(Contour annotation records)
>> Start

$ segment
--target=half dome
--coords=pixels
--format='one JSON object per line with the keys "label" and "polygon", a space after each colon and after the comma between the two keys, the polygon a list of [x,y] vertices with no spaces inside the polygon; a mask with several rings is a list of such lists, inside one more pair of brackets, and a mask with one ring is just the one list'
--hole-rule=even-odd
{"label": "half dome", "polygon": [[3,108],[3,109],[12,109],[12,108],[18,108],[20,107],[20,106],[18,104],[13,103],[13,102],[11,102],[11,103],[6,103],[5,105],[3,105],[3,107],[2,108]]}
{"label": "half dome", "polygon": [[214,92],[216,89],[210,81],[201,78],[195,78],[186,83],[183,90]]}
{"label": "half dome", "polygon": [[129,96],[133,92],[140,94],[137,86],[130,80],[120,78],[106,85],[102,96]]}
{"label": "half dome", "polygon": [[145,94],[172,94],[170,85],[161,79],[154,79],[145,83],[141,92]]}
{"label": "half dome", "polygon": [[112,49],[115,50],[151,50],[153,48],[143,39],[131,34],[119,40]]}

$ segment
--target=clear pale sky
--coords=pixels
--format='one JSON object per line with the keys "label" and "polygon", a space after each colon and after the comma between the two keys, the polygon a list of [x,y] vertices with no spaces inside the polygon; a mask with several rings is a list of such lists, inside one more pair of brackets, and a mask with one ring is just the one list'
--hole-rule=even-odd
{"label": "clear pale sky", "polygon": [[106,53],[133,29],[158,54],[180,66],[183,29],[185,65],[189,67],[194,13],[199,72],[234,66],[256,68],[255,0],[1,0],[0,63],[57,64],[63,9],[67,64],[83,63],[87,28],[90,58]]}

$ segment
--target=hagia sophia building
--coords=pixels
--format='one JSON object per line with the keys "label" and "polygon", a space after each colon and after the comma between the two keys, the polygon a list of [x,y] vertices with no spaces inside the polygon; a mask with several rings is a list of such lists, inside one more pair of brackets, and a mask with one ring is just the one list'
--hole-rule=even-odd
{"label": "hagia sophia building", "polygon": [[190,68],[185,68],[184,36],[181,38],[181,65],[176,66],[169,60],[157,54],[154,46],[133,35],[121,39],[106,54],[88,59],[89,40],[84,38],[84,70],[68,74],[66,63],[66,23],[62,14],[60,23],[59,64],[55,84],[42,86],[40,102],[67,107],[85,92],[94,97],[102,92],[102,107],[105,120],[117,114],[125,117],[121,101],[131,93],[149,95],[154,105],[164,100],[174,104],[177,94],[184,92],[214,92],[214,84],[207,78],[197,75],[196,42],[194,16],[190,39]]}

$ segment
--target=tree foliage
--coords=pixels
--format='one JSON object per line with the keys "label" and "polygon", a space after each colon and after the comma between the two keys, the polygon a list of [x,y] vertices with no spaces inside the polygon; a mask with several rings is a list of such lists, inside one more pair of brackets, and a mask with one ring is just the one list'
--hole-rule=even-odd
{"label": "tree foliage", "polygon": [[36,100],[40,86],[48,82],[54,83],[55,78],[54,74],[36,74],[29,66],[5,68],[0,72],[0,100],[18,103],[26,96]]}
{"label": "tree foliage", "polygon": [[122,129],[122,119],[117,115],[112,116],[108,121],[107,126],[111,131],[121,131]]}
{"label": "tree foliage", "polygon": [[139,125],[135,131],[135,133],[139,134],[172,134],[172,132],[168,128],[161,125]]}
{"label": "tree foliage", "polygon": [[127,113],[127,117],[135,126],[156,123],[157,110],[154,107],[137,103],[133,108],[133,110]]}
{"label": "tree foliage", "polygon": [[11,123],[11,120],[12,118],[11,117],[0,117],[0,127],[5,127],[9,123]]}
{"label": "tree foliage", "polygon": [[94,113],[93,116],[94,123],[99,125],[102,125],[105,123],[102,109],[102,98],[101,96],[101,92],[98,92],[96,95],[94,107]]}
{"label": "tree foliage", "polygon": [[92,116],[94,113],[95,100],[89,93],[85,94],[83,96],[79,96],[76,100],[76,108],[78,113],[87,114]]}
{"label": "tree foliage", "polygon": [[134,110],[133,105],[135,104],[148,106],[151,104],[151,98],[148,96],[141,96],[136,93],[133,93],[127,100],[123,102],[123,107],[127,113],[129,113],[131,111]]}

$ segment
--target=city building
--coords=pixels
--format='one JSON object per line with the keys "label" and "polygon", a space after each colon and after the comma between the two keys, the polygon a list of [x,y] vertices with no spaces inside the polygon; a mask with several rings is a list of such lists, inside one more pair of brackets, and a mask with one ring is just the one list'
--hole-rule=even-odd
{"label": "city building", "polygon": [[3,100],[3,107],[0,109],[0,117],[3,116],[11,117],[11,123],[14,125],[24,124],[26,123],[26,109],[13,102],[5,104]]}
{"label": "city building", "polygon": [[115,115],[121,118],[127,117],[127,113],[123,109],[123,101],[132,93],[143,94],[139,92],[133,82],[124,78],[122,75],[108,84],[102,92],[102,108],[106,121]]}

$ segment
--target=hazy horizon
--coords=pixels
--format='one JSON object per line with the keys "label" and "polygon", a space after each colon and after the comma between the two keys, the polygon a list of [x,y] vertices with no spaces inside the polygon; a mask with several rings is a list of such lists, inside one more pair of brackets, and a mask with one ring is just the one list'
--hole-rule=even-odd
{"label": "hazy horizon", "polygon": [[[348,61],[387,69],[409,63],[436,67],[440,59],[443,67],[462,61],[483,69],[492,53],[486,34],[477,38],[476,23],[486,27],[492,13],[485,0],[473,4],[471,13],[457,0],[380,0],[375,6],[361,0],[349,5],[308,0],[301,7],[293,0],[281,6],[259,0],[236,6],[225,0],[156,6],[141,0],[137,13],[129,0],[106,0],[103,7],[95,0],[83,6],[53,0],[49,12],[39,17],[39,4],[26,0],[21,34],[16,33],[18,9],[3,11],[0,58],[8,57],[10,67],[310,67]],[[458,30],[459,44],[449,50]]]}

>> End

Exercise aim: Take the lines above and print them exactly.

Answer for the task:
$ segment
--target=half dome
--coords=pixels
--format='one JSON object per line with the keys "label" and "polygon", a space after each colon and after the comma between the two keys, the polygon a list of [x,y] vertices with no spaces inside the polygon; a mask with several rings is a list of such lists, inside one more pair of brackets, and a mask with one ring is just the one list'
--hole-rule=even-odd
{"label": "half dome", "polygon": [[3,108],[3,109],[12,109],[12,108],[18,108],[20,107],[20,106],[18,104],[13,103],[13,102],[11,102],[11,103],[6,103],[5,105],[3,105],[3,107],[2,108]]}
{"label": "half dome", "polygon": [[214,92],[216,89],[210,81],[201,78],[195,78],[186,83],[183,90]]}
{"label": "half dome", "polygon": [[129,96],[133,92],[140,94],[137,86],[130,80],[120,78],[106,85],[102,96]]}
{"label": "half dome", "polygon": [[145,94],[172,94],[170,85],[161,79],[154,79],[145,83],[141,92]]}
{"label": "half dome", "polygon": [[112,49],[115,50],[151,50],[153,48],[143,39],[131,34],[119,40]]}

$ segment
--target=clear pale sky
--coords=pixels
--format='one JSON object per line with the keys "label" and "polygon", a space after each colon and after the comma between the two keys, the polygon a list of [x,y] vertices with no spaces inside the polygon; a mask with several rings is a list of such lists, inside one more pair of brackets, and a mask with one ring is just the one list'
--hole-rule=even-odd
{"label": "clear pale sky", "polygon": [[106,53],[133,29],[158,54],[180,66],[183,29],[185,65],[189,67],[194,13],[199,72],[234,66],[256,68],[255,0],[1,0],[0,63],[57,64],[63,9],[67,64],[83,63],[87,28],[90,58]]}

$ segment
--target=hagia sophia building
--coords=pixels
--format='one JSON object per line with the keys "label" and "polygon", a space after each colon and after the comma between the two keys, the polygon a list of [x,y] vertices with no spaces inside the polygon; a mask with several rings is a list of such lists, inside one more pair of brackets, and a mask with one ring is just the one list'
--hole-rule=even-odd
{"label": "hagia sophia building", "polygon": [[190,68],[185,68],[184,36],[181,38],[181,65],[176,66],[169,60],[157,54],[154,46],[133,35],[121,39],[106,54],[88,59],[89,40],[84,38],[84,70],[68,74],[66,63],[66,23],[62,14],[60,23],[59,64],[55,84],[42,86],[40,102],[67,107],[85,92],[94,97],[102,92],[102,107],[105,120],[117,114],[125,117],[121,101],[131,93],[149,95],[154,105],[164,100],[174,104],[177,94],[184,92],[214,92],[214,84],[207,78],[197,75],[196,42],[194,16],[190,39]]}

$ segment
--target=tree foliage
--coords=pixels
--format='one JSON object per line with the keys "label" and "polygon", a space after each colon and after the comma between the two keys, the polygon a list of [x,y] vertices with no spaces inside the polygon; a mask with several rings is a list of such lists, inside one more pair of brackets, and a mask with one ring is just the one list'
--hole-rule=even-odd
{"label": "tree foliage", "polygon": [[36,100],[40,86],[48,82],[54,83],[55,78],[54,74],[36,74],[29,66],[5,68],[0,72],[0,100],[18,103],[26,96]]}
{"label": "tree foliage", "polygon": [[122,129],[122,119],[117,115],[112,116],[108,121],[107,126],[111,131],[121,131]]}
{"label": "tree foliage", "polygon": [[139,125],[135,131],[135,133],[139,134],[172,134],[172,132],[168,128],[161,125]]}
{"label": "tree foliage", "polygon": [[127,113],[127,117],[135,126],[156,123],[157,110],[154,107],[137,103],[133,108],[133,110]]}
{"label": "tree foliage", "polygon": [[11,123],[11,120],[12,118],[11,117],[0,117],[0,127],[5,127],[9,123]]}
{"label": "tree foliage", "polygon": [[94,113],[93,116],[94,123],[99,125],[102,125],[105,123],[102,109],[102,98],[101,96],[101,92],[98,92],[96,95],[94,107]]}
{"label": "tree foliage", "polygon": [[92,116],[94,113],[95,100],[89,93],[85,94],[83,96],[79,96],[76,100],[76,108],[78,113],[87,114]]}
{"label": "tree foliage", "polygon": [[134,110],[133,105],[135,104],[148,106],[151,104],[151,98],[148,96],[141,96],[136,93],[133,93],[127,100],[123,102],[123,107],[127,113],[129,113],[131,111]]}

$ segment
--target=city building
--coords=pixels
--format='one JSON object per line with the keys "label" and "polygon", a space after each colon and after the comma between the two keys, the polygon a list of [x,y] vertices with no spaces inside the polygon; a mask with several rings is a list of such lists, inside one more pair of brackets, and a mask with one ring is just the one list'
--hole-rule=even-odd
{"label": "city building", "polygon": [[3,100],[3,107],[0,109],[0,117],[3,116],[11,117],[11,123],[14,125],[24,124],[26,123],[26,109],[13,102],[5,104]]}
{"label": "city building", "polygon": [[115,115],[121,118],[127,117],[127,113],[123,109],[123,101],[132,93],[143,94],[139,92],[133,82],[124,78],[122,75],[108,84],[102,92],[102,108],[106,121]]}

$ segment
--target=hazy horizon
--coords=pixels
--format='one JSON object per line with the keys "label" and "polygon", a space after each colon and after the comma between the two keys, the polygon a list of [x,y] vertices with no spaces inside the polygon; a mask with several rings is a list of such lists, inside one more pair of brackets, and a mask with one ring is just the one list'
--hole-rule=even-odd
{"label": "hazy horizon", "polygon": [[[348,61],[387,69],[409,63],[436,67],[440,59],[443,67],[462,61],[483,69],[492,53],[486,34],[477,38],[476,23],[486,27],[492,13],[485,0],[473,4],[471,13],[457,0],[380,0],[375,6],[361,0],[349,5],[308,0],[301,7],[293,0],[281,6],[259,0],[236,6],[225,0],[156,6],[141,0],[137,13],[129,0],[106,0],[103,7],[95,0],[83,6],[53,0],[49,12],[39,17],[39,4],[26,0],[21,34],[16,33],[18,9],[3,11],[0,58],[8,57],[10,67],[310,67]],[[458,30],[459,44],[449,50]]]}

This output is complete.